* Gösterilen Metin
--------------------------------

SAHİH-İ MÜSLİM

Bablar Konular Numaralar  

ZEKAT BAHSİ

<< 1016 >>

NUMARALI HADİS-İ ŞERİF:

 

66- (1016) حدثنا عون بن سلام الكوفي. حدثنا زهير بن معاوية الجعفي عن أبي إسحاق، عن عبدالله بن معقل، عن عدي بن حاتم ؛ قال: سمعت النبي صلى الله عليه وسلم يقول:

 "من استطاع منكم أن يستتر من النار ولو بشق تمرة، فليفعل".

 

[ش (بشق)  الشق بكسر الشين، نصفها وجانبها].

 

{66}

Bize Avn b. Sellâm El-Kûfi rivayet etti. (Dediki): Bize Züheyr b. Muâviyete'l-Cu'fi, Ebû İshâk'dan, o da Abdullah b. Mâ'kîl'den, o da Adiyy b. Hâtim'den naklen rivayet etti. Adiyy: Ben, Nebi (Sallallahu Aleyhi ve Sellem)

 

«Sizden her kim cehennemden velev yarım hurma tanesiyle korunabilecekse hemen bunu yapsın.» buyururken işittim, demiş.

 

 

67 - (1016) حدثنا علي بن حجر السعدي وإسحاق بن إبراهيم وعلي بن خرشم  (قال ابن الحجر: حدثنا. وقال الآخران: أخبرنا عيسى بن يونس) حدثنا الأعمش عن خيثمة، عن عدي بن حاتم ؛ قال: قال رسول الله صلى الله عليه وسلم:

 "ما منكم من أحد إلا سيكلمه الله. ليس بينه وبينه ترجمان. فينظر أيمن منه فلا يرى إلا ما قدم. وينظر أشأم منه فلا يرى إلا ما قدم. وينظر بين يديه فلا يرى إلا النار تلقاء وجهه. فاتقوا النار ولوبشق تمرة". زاد ابن حجر: قال الأعمش: وحدثني عمرو بن مرة عن خثيمة، مثله. وزاد فيه "ولو بكلمة طيبة". وقال إسحاق: قال الأعمش: عن عمرو بن مرة، عن خثيمة.

--------------------------------

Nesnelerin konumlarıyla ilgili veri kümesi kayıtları
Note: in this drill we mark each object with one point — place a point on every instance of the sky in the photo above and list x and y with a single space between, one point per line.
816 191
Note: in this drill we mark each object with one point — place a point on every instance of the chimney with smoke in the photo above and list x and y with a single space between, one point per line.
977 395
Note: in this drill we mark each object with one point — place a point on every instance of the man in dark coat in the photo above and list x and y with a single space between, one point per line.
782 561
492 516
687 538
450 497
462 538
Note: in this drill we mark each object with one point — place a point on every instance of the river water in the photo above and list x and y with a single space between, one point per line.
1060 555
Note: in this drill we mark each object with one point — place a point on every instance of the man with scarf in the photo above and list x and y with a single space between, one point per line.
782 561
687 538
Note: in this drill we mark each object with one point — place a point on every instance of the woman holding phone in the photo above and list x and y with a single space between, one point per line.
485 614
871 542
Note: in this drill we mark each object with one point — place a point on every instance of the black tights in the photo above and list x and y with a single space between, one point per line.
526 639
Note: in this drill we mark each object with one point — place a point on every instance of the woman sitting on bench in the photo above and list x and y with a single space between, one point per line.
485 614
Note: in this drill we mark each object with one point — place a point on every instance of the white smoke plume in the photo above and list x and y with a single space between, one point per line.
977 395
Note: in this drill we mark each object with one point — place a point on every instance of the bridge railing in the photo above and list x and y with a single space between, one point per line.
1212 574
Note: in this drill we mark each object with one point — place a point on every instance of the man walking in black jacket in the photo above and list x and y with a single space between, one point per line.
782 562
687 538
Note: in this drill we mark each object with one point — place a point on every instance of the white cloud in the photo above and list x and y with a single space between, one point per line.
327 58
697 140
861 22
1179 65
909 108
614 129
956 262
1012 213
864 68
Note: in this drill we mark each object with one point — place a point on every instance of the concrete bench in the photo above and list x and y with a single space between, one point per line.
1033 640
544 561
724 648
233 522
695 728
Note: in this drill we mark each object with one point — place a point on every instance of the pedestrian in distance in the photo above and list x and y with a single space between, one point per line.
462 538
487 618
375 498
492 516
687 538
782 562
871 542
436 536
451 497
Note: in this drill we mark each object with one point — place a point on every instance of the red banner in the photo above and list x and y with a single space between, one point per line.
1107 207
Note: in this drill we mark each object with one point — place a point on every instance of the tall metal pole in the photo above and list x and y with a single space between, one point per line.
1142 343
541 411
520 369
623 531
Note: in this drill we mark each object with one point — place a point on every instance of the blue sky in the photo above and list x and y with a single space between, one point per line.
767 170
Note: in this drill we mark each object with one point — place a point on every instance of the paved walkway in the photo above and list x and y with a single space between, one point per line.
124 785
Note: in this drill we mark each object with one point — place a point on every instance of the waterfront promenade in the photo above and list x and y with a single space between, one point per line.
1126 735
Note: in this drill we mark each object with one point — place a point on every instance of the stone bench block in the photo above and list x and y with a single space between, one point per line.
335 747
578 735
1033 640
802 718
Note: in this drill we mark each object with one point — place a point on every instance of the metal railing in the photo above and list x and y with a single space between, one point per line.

--------------------------------

* Görev Tanımı
Yukarıdaki hadis metnine göre şu ifadeler doğru mu: (a) Adiyy b. Hâtim'den gelen rivayeti Abdullah b. Mâ'kîl nakletmiştir; (b) cehennemden korunmak için en az bir tam hurma vermek gerekir; (c) bu hadis namaz bahsinde yer alır. Her birine evet ya da hayır deyin ve kararı belirleyen sözleri metinden değiştirmeden aktarın.

* Alıştırma Cevabı
(a) Evet: «o da Abdullah b. Mâ'kîl'den, o da Adiyy b. Hâtim'den naklen rivayet etti»
(b) Hayır: «Sizden her kim cehennemden velev yarım hurma tanesiyle korunabilecekse hemen bunu yapsın.»
(c) Hayır: «ZEKAT BAHSİ»